▸ **Tasks for this exercise**
(a) In the forum thread about drawing pixels in a hobby OS, what firmware does the bootloader use on BIOS to set a graphics mode?
(b) From the forum thread about drawing pixels in a hobby OS, quote the passage starting with "you will need" and going on through "and shaders maybe).".

▸ **Document**
I am writing an OS and want to have GUI. I can't find good tutorial for drawing pixels on the screen.
I'd like to have some assembly + C example which I can build and run on some emulator like BOCHS or v86
The basic idea is:
1) bootloader uses firmware (VBE on BIOS, GOP or UGA on UEFI) to set a graphics mode that is supported by the monitor, video card and OS; and while doing this it gets relevant information (physical address of frame buffer, horizontal and vertical resolution, pixel format, bytes between horizontal lines) about the frame buffer from the firmware that it can pass to the OS; so that the OS can use this information during "early initialisation" (before a native video driver is started), and can continue using it (as a kind of "limp mode") if there is no suitable native video driver.
2) The OS uses the information to figure out how to write to the frame buffer. This may be a calculation like physical_address = base_address + y * bytes_between_lines + x * bytes_per_pixel (where bytes_per_pixel is determined from the pixel format).
Notes for "early initialisation":
for performance reasons, it's better to draw everything in a buffer in RAM and then copy ("blit") the data from the buffer in RAM to the frame buffer.
for performance reasons, the code to copy ("blit") the data from the buffer in RAM to the frame buffer can/should use some tricks to avoid copying data that didn't change since last time
to support many different pixel formats, it's possible to use a "standard" pixel format for the buffer in RAM (e.g. maybe "8-bit red, 8-bit green, 8-bit blue, 8-bit padding") and convert that to whichever pixel format the video card happens to want (e.g. maybe "5-bit blue, 6-bit green, 5-bit red, no padding") while copying data from the buffer in RAM to the frame buffer. This allows you to have a single version of all the functions to draw things (characters, lines, rectangles, icons, ...) instead of having multiple different versions of many different functions (one for each possible pixel format).
Notes for "middle initialisation":
eventually the OS will try to find and start suitable device drivers for all the different devices. This includes trying to find a suitable driver for video card/s (e.g. that supports things like vertical sync, GPU, GPGPU, etc).
you will need to design a video driver interface that native video drivers can use that (ideally) supports modern features (e.g. full 3D graphics and shaders maybe).
when there is no native video driver, the OS can/should start a "generic frame buffer" driver that implements the same video driver interface (that was designed to support hardware acceleration) that does everything in software without the benefit of hardware acceleration.

▸ **Record list**
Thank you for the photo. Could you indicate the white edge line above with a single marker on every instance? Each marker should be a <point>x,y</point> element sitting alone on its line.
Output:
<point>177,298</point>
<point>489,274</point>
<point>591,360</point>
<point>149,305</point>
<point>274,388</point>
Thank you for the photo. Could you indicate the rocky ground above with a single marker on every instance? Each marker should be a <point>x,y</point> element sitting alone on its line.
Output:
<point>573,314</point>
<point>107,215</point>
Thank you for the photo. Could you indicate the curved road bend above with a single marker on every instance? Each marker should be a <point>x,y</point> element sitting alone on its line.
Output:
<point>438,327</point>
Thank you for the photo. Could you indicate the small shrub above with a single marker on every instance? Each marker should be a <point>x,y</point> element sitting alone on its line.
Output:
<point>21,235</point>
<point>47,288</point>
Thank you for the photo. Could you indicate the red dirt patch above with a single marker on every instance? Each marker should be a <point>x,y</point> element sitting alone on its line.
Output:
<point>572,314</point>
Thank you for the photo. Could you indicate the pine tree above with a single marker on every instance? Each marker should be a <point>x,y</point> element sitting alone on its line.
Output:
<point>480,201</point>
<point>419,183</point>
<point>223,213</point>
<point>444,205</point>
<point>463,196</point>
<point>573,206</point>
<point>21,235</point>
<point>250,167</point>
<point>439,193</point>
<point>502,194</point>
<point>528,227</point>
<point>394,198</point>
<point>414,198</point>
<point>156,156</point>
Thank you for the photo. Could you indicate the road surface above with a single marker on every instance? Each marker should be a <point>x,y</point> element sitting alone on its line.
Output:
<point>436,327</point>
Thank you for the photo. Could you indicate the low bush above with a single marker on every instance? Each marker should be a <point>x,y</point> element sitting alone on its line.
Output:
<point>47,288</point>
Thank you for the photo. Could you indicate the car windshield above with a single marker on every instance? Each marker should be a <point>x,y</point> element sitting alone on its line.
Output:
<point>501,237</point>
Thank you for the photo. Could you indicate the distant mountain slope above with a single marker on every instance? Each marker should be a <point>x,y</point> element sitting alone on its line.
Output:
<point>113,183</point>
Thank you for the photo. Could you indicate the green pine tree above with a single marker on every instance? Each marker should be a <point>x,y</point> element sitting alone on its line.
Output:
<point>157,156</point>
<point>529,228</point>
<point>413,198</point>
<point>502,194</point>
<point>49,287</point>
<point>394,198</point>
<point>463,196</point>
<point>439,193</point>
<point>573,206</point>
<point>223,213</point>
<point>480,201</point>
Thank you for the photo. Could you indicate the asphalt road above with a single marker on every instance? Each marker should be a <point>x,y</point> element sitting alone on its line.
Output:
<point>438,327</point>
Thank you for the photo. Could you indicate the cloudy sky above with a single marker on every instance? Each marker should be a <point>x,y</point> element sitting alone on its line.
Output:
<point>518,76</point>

▸ **Task solutions**
(a) VBE

(b)
you will need to design a video driver interface that native video drivers can use that (ideally) supports modern features (e.g. full 3D graphics and shaders maybe).